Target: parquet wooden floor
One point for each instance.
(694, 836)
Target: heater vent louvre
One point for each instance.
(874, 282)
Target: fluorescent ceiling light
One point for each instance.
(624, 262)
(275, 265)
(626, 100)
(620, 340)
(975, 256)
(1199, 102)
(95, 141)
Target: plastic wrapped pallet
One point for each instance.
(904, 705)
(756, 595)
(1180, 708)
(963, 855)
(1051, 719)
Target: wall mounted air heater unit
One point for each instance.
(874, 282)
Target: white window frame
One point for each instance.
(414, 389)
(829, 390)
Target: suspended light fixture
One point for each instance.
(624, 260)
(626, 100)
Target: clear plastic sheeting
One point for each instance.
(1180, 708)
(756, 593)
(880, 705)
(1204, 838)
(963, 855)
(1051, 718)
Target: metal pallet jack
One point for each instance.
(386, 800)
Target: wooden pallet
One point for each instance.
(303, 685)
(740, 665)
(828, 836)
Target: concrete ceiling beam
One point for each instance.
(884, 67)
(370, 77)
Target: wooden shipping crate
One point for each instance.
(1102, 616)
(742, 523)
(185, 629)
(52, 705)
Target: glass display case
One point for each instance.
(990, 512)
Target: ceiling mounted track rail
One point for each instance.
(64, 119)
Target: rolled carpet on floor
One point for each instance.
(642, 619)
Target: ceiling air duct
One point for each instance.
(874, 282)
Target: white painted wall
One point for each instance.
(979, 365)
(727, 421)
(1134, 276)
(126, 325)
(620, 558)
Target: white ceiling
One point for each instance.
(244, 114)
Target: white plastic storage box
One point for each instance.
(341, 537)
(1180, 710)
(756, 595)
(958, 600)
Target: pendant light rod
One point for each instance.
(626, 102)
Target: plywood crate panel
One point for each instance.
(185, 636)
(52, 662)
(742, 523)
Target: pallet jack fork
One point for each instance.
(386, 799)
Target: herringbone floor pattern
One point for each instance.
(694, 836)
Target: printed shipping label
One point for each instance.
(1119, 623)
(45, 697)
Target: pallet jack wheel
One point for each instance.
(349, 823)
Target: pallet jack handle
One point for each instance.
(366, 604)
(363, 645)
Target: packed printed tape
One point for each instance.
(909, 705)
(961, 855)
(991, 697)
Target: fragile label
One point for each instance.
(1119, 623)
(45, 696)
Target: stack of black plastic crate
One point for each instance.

> Your instructions:
Would you return each entry exactly as it reads?

> Result of the exercise:
Target: parquet wooden floor
One point for each instance.
(694, 836)
Target: heater vent louvre
One point for each instance.
(874, 282)
Target: fluorescent ceiling light
One point for each instance.
(624, 262)
(275, 265)
(626, 100)
(620, 340)
(975, 256)
(1199, 102)
(95, 141)
Target: plastic wrapped pallet
One point for each instance.
(904, 705)
(756, 595)
(1180, 708)
(963, 855)
(1051, 719)
Target: wall mounted air heater unit
One point for each instance.
(874, 282)
Target: white window frame
One point for each instance.
(414, 389)
(829, 390)
Target: suspended light fixture
One point for each instance.
(624, 260)
(626, 100)
Target: clear plastic sheeting
One point for each instance.
(1180, 708)
(756, 593)
(880, 705)
(1204, 838)
(963, 855)
(1051, 718)
Target: metal pallet jack
One point for each instance.
(386, 800)
Target: wooden pallet
One point for each instance.
(303, 685)
(740, 665)
(828, 836)
Target: concrete ceiling beam
One point for each instance.
(884, 67)
(370, 77)
Target: wooden shipping crate
One point for each instance.
(1102, 616)
(742, 523)
(185, 629)
(52, 705)
Target: glass display case
One point for each instance.
(990, 512)
Target: ceiling mounted track rail
One point for each instance.
(64, 119)
Target: rolled carpet on floor
One point for each instance.
(642, 619)
Target: ceiling air duct
One point for each instance.
(874, 282)
Target: white painted wall
One point for each instance.
(979, 365)
(727, 421)
(1134, 276)
(126, 325)
(620, 558)
Target: white ceiling
One point for each instance.
(244, 114)
Target: white plastic storage box
One point for each instance.
(341, 537)
(1180, 710)
(756, 595)
(958, 600)
Target: pendant light rod
One point for each instance.
(626, 102)
Target: plywood crate panel
One point for each instance.
(185, 636)
(52, 662)
(742, 523)
Target: pallet jack fork
One point for each instance.
(386, 799)
Target: herringbone floor pattern
One point for each instance.
(694, 836)
Target: printed shipping label
One point for each instance.
(1119, 623)
(45, 697)
Target: pallet jack wheel
One point for each instance.
(349, 823)
Target: pallet jack handle
One point for each instance.
(366, 604)
(363, 645)
Target: packed printed tape
One point for each instance.
(909, 705)
(961, 855)
(991, 697)
Target: fragile label
One point for each instance.
(1119, 623)
(45, 696)
Target: stack of black plastic crate
One point for each instance.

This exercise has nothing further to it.